══ DATASET

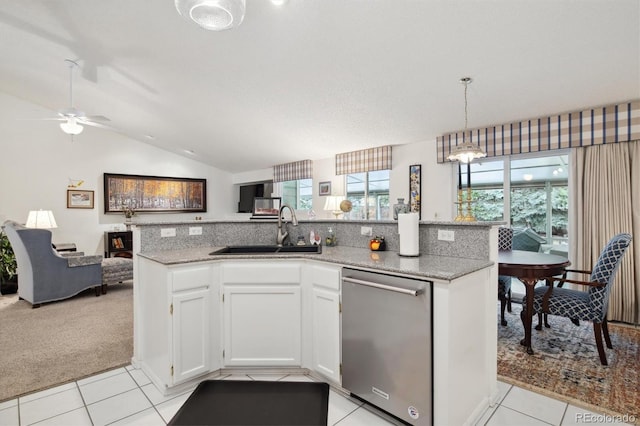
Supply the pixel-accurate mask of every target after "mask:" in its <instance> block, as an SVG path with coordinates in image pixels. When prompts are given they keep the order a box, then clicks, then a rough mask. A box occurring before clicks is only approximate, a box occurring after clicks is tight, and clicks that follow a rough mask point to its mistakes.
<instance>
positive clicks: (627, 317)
mask: <svg viewBox="0 0 640 426" xmlns="http://www.w3.org/2000/svg"><path fill="white" fill-rule="evenodd" d="M570 179H571V180H572V188H574V189H573V191H572V193H571V206H570V211H571V212H572V216H571V220H570V222H571V223H573V226H572V231H570V232H571V235H574V236H575V237H574V238H575V240H574V241H575V244H573V245H572V251H573V252H572V253H571V259H572V262H573V265H572V269H582V270H591V268H593V266H594V265H595V263H596V261H597V259H598V256H599V255H600V251H601V250H602V249H603V248H604V246H605V245H606V244H607V242H608V241H609V240H610V239H611V238H612V237H613V236H614V235H616V234H619V233H621V232H628V233H630V234H631V235H632V236H633V237H634V240H632V241H631V246H630V247H629V249H627V252H626V253H625V255H624V258H623V260H622V264H621V265H620V268H619V269H618V271H617V272H616V277H615V281H614V284H613V287H612V289H611V293H610V297H609V310H608V316H607V317H608V319H609V320H613V321H623V322H627V323H632V324H633V323H635V324H640V306H639V301H640V250H636V249H635V246H636V245H637V244H636V242H637V240H636V238H637V237H638V235H640V141H633V142H629V143H621V144H603V145H599V146H591V147H585V148H578V149H575V150H573V151H572V158H571V176H570ZM575 278H577V279H586V277H575Z"/></svg>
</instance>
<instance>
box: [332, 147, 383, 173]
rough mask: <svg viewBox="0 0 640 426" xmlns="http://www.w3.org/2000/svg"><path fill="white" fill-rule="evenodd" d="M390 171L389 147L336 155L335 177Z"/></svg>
mask: <svg viewBox="0 0 640 426" xmlns="http://www.w3.org/2000/svg"><path fill="white" fill-rule="evenodd" d="M375 170H391V145H387V146H379V147H376V148H369V149H363V150H361V151H351V152H345V153H342V154H336V175H346V174H350V173H362V172H372V171H375Z"/></svg>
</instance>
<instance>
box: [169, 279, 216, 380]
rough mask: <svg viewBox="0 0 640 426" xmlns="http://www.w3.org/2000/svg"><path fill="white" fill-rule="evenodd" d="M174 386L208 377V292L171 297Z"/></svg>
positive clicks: (208, 361) (177, 294)
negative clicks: (172, 338)
mask: <svg viewBox="0 0 640 426" xmlns="http://www.w3.org/2000/svg"><path fill="white" fill-rule="evenodd" d="M172 302H173V314H172V331H173V384H177V383H180V382H183V381H185V380H188V379H190V378H192V377H195V376H198V375H200V374H204V373H208V372H209V370H210V366H211V354H210V349H211V342H210V334H209V332H210V327H209V324H210V314H209V306H210V303H211V298H210V292H209V289H208V288H203V289H199V290H193V291H186V292H181V293H175V294H174V295H173V297H172Z"/></svg>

════

### EXERCISE AIM
Reproduce all of the items above word for word, leaving out the pictures.

### SOLVED EXERCISE
Supply the pixel-accurate mask of every target after "mask:" in its <instance> block, as an SVG path with coordinates in image pixels. When prompts are given they keep the order a box, then clicks, then a rough mask. A box occurring before clicks is only approximate, a box occurring after clicks is tight, and clicks that follow a rough mask point to its mistakes.
<instance>
positive clicks: (627, 317)
mask: <svg viewBox="0 0 640 426" xmlns="http://www.w3.org/2000/svg"><path fill="white" fill-rule="evenodd" d="M570 179H571V180H572V188H574V189H573V191H572V193H571V206H570V211H571V212H572V216H571V220H570V222H571V223H573V226H572V231H570V232H571V235H574V236H575V237H574V238H575V240H574V241H575V244H573V245H572V251H573V252H572V253H571V259H572V262H573V265H572V269H582V270H591V268H593V266H594V265H595V263H596V261H597V259H598V256H599V255H600V251H601V250H602V249H603V248H604V246H605V245H606V244H607V242H608V241H609V240H610V239H611V238H612V237H613V236H614V235H616V234H619V233H621V232H628V233H630V234H631V235H632V236H633V237H634V240H632V241H631V246H630V247H629V249H627V252H626V253H625V255H624V258H623V260H622V264H621V265H620V268H619V269H618V271H617V272H616V277H615V281H614V284H613V287H612V289H611V293H610V297H609V310H608V316H607V317H608V319H609V320H613V321H623V322H627V323H632V324H633V323H635V324H640V306H639V301H640V250H636V249H635V246H636V245H637V244H636V242H637V240H636V238H637V237H638V235H640V141H633V142H629V143H621V144H603V145H599V146H591V147H585V148H578V149H575V150H573V151H572V158H571V176H570ZM575 278H577V279H586V277H575Z"/></svg>
</instance>
<instance>
box: [332, 147, 383, 173]
rough mask: <svg viewBox="0 0 640 426" xmlns="http://www.w3.org/2000/svg"><path fill="white" fill-rule="evenodd" d="M390 171L389 147L336 155L335 177Z"/></svg>
mask: <svg viewBox="0 0 640 426" xmlns="http://www.w3.org/2000/svg"><path fill="white" fill-rule="evenodd" d="M375 170H391V145H387V146H379V147H376V148H369V149H363V150H361V151H351V152H345V153H342V154H336V175H346V174H350V173H362V172H372V171H375Z"/></svg>
</instance>
<instance>
box: [169, 279, 216, 380]
rough mask: <svg viewBox="0 0 640 426" xmlns="http://www.w3.org/2000/svg"><path fill="white" fill-rule="evenodd" d="M174 386L208 377V292L171 297Z"/></svg>
positive clicks: (208, 361) (177, 294)
negative clicks: (172, 338)
mask: <svg viewBox="0 0 640 426" xmlns="http://www.w3.org/2000/svg"><path fill="white" fill-rule="evenodd" d="M172 302H173V314H172V331H173V384H177V383H180V382H183V381H185V380H188V379H190V378H192V377H195V376H198V375H200V374H204V373H208V372H209V370H210V366H211V354H210V349H211V342H210V334H209V332H210V327H209V324H210V314H209V306H210V303H211V298H210V292H209V289H208V288H203V289H199V290H193V291H186V292H181V293H175V294H174V295H173V297H172Z"/></svg>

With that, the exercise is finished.